**Что нужно сделать**
[a] Ответьте на вопросы по отрывку о санном переходе, пометив ответы так же, как вопросы:
(i) Сколько калорий в день давал путникам их рацион?
(ii) Из чьей шкуры была сшита парка?
(iii) На какой срок путники старались рассчитать груз топлива?
[b] Воспроизведите без изменений часть отрывка о санном переходе, начиная со слов «Еще более существенной» и заканчивая словами «за все путешествие.».

**Исходный отрывок**
▬▬▬

Дорога была очень тяжелой, так что к концу дня мы ощущали волчий аппетит. По-моему, нам необходимо было от 6000 до 6500 калорий. При нашем прекрасно продуманном рационе мы получали 5200, но этого не хватало; таким образом, голод все усиливался, и к вечеру температура тела падала. Утром мы одевались довольно легко: шерстяная фуфайка и шерстяная рубаха, легкий шерстяной свитер и парка из волчьей шкуры. Утром можно было выполнять работу голыми руками даже при температуре минус 45° С, но к концу дня, после того как мы тяжело трудились на морозе около десяти часов, нас буквально знобило. Труднее всего было устраивать «ледяную нору»: две дыры во льду, которые внизу соединялись туннелем; сквозь него протягивалась веревка, и к ней привязывалась вся собачья упряжка. Это было самое тяжелое ежедневное испытание, ибо руки у нас так коченели, что невозможно было как следует держать нож. Перчатки за день замерзали, и расправить их было невозможно, а рукавицы, если весь день держаться за передок нарт, приобретали форму боксерских перчаток. Приходилось наполовину сжимать кулак, чтобы засунуть его в перчатку. В конце дня, когда мы снимали натянутые одни на другие толстые шерстяные перчатки и наружные замшевые рукавицы, они оказывались смерзшимися, и их приходилось буквально отрывать друг от друга. Сначала их надо было оттаять, затем мы брали нож и соскребали весь иней, чтобы они скорее сохли, а уж потом вешали сушить.
Еще более существенной проблемой был недостаток топлива. Мы старались свести груз до минимума, чтобы его хватило только на четыре с половиной недели, до первого сбрасывания с самолета. После зимнего безделья мы снова пустились в путь, но неакклиматизированные, физически неподготовленные собаки отвыкли от работы, и первые три недели были для нас очень тяжелыми, пожалуй, самыми тяжелыми за все путешествие.

▬▬▬

**Исходные записи**

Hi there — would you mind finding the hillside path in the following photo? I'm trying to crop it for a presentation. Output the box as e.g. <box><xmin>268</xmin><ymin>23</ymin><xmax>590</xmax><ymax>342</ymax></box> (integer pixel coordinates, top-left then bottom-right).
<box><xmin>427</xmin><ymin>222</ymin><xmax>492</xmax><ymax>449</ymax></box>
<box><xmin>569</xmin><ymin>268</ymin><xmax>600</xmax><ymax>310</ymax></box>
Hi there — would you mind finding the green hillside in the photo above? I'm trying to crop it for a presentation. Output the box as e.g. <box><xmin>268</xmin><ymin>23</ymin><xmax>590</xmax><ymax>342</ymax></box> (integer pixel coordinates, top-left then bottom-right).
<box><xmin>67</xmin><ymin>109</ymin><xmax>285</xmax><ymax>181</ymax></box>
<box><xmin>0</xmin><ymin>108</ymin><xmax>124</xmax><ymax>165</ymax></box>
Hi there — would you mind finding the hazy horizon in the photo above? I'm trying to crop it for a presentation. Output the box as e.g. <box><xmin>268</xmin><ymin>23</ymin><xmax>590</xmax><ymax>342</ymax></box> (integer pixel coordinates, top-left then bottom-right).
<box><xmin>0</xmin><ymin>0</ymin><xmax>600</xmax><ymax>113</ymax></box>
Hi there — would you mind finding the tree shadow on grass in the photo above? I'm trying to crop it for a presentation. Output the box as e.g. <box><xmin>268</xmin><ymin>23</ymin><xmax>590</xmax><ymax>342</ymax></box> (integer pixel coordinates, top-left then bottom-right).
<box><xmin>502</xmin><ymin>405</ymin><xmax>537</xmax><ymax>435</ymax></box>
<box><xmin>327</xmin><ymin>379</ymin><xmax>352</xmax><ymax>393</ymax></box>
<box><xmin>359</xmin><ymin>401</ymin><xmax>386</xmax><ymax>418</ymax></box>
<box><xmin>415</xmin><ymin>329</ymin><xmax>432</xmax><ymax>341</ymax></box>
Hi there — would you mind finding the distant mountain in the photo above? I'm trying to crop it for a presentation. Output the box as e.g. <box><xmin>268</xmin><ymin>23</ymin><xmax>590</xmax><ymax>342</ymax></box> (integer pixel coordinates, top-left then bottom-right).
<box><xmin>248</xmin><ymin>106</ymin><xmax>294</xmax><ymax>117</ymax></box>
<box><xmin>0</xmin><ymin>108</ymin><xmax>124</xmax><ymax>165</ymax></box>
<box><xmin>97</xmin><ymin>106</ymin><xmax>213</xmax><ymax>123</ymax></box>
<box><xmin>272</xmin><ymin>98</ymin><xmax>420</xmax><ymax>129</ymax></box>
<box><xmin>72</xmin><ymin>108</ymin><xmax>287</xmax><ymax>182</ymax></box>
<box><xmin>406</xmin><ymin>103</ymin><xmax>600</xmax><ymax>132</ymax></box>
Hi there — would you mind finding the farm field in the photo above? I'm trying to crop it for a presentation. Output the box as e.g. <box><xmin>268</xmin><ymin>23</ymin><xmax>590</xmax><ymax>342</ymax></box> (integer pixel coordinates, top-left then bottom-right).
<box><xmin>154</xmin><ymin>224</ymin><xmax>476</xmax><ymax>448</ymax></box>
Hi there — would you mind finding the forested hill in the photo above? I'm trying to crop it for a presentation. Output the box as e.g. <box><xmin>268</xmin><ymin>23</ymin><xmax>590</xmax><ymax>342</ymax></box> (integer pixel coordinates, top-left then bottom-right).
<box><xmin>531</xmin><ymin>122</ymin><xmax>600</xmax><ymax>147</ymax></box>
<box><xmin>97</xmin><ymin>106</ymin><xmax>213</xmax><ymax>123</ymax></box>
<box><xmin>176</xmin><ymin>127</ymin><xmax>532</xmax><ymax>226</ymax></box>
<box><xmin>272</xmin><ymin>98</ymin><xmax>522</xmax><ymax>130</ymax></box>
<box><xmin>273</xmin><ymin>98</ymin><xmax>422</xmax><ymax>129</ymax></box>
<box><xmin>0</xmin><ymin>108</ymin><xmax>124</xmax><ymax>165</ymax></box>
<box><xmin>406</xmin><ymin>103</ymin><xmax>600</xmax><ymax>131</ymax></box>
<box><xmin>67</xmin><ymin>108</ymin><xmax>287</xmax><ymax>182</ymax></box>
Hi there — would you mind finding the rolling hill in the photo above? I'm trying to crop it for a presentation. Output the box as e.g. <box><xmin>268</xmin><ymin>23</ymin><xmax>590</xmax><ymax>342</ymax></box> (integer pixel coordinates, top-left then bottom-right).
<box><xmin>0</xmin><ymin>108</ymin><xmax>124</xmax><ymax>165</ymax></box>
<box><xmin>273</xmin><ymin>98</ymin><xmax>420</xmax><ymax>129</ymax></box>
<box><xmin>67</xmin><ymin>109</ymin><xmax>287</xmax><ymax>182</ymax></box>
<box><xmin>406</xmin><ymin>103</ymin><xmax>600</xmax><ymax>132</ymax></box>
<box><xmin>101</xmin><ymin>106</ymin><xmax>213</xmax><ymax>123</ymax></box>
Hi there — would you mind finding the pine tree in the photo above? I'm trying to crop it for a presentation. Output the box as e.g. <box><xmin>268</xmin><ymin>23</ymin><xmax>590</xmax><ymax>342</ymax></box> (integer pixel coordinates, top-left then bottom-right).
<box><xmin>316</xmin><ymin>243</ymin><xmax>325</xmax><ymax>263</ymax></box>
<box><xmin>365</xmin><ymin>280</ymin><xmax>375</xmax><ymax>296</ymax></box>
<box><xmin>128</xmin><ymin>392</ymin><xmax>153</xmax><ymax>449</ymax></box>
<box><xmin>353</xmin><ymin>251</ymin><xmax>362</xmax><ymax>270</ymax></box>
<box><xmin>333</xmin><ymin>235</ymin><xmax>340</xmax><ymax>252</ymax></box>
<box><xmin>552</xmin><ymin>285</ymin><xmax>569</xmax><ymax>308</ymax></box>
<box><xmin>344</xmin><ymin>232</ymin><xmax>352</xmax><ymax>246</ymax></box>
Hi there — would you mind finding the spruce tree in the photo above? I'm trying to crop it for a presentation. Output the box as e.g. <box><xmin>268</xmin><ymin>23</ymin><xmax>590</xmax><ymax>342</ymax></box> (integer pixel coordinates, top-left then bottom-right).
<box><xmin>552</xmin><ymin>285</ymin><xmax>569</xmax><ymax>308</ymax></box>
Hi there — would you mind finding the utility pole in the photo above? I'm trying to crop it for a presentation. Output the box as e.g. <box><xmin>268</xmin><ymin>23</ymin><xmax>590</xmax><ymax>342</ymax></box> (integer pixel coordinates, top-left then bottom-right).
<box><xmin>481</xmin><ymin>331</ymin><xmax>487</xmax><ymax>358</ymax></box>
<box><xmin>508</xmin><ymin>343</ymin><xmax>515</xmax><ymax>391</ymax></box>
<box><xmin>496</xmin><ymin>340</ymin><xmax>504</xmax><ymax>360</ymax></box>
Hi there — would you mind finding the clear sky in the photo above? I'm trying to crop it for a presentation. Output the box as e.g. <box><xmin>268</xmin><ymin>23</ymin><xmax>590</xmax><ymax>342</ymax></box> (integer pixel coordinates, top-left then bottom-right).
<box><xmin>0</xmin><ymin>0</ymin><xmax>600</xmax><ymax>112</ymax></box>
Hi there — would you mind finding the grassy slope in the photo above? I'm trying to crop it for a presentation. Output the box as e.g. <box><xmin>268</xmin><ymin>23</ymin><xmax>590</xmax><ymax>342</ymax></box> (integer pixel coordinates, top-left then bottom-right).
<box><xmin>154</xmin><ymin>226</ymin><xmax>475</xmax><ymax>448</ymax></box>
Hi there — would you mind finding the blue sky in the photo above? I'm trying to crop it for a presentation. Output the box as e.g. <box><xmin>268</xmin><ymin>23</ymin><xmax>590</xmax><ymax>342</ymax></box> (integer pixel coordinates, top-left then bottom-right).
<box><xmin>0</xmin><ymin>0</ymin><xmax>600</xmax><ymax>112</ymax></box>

▬▬▬

**Ответы к заданиям**
[a]
(i) 5200 калорий.
(ii) Из волчьей шкуры.
(iii) На четыре с половиной недели, до первого сбрасывания с самолета.

[b]
Еще более существенной проблемой был недостаток топлива. Мы старались свести груз до минимума, чтобы его хватило только на четыре с половиной недели, до первого сбрасывания с самолета. После зимнего безделья мы снова пустились в путь, но неакклиматизированные, физически неподготовленные собаки отвыкли от работы, и первые три недели были для нас очень тяжелыми, пожалуй, самыми тяжелыми за все путешествие.